* Short problem 1: Pull out every line of the records that contains the string "hair".

The scandal produced a large number of defections from the Liberal Democratic Party (LDP) that had governed Japan uninterrupted since 1955. These deserters formed a variety of new parties, many with the words “new” and “clean” in their names, all of which featured electoral reform as a prominent plank in their democratic reform agendas. It is certainly possible that they made these promises not out of a genuine commitment to reform but to avoid the electoral retribution that was likely to befall the LDP. This fact, however, highlights the importance of genuine popular interest in electoral reform: It compels self-interested parties to take up this gauntlet. The new parties did very well in the subsequent elections in 1993, while the LDP dropped 10 points to 37 per cent of the vote. After several unsuccessful attempts at putting together a package that would satisfy all coalition members, in 1994 a compromise was finally reached that had three-fifths of the seats elected through first-past-the-post, and the remaining two-fifths elected using proportional representation in 11 regional blocks. That compromise was enacted into law in 1994 and the first election under the new rules took place in 1996. Post-election negotiations resulted in a coalition government made up of the Liberal Democrats, the Social Democrats and Sakigake (one of the new parties formed before the 1993 election.)

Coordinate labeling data
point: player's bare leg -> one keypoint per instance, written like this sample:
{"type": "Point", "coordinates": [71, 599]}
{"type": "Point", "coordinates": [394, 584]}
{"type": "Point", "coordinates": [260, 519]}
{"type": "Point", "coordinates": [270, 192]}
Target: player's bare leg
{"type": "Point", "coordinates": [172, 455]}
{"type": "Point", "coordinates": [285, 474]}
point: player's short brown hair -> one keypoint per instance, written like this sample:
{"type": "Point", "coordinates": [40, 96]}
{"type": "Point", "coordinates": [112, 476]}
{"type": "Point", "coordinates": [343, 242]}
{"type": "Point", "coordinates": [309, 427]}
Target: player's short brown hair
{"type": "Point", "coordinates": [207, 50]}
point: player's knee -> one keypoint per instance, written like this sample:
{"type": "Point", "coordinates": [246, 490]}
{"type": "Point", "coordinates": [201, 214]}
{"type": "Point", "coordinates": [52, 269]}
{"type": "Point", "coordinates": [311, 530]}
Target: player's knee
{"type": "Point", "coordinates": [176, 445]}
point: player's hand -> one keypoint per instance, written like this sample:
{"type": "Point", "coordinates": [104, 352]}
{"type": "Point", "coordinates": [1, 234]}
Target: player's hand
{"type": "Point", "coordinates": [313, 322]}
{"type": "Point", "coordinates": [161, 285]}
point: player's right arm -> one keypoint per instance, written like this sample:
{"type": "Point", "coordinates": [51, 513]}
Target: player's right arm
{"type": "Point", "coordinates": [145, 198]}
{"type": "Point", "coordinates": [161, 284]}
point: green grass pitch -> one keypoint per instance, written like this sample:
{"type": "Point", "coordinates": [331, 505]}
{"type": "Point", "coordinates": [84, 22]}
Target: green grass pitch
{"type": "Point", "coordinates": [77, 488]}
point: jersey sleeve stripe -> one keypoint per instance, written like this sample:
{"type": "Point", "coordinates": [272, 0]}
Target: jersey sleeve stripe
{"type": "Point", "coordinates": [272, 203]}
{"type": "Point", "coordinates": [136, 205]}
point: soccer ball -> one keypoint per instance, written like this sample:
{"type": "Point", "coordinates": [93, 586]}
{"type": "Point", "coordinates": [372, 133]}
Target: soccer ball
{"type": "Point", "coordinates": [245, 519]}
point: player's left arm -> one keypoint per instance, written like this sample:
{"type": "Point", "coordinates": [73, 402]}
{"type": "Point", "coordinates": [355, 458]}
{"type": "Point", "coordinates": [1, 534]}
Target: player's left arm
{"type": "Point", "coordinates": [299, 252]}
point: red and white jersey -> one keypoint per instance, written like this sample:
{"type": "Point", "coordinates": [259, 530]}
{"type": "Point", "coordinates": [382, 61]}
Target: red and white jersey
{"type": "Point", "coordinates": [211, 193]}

* Short problem 2: Decide whether each statement below agrees with the passage on Japanese electoral reform. Answer yes or no for each and quote the deciding words of the passage. (a) The Liberal Democratic Party had governed Japan without interruption since 1955. (b) Under the 1994 compromise, half of the seats were elected through proportional representation. (c) The first election under the new rules took place in 1994.

* Task solution 1:
point: player's short brown hair -> one keypoint per instance, written like this sample:
Target: player's short brown hair

* Task solution 2:
(a) Yes: "that had governed Japan uninterrupted since 1955"
(b) No: "three-fifths of the seats elected through first-past-the-post, and the remaining two-fifths elected using proportional representation in 11 regional blocks"
(c) No: "the first election under the new rules took place in 1996"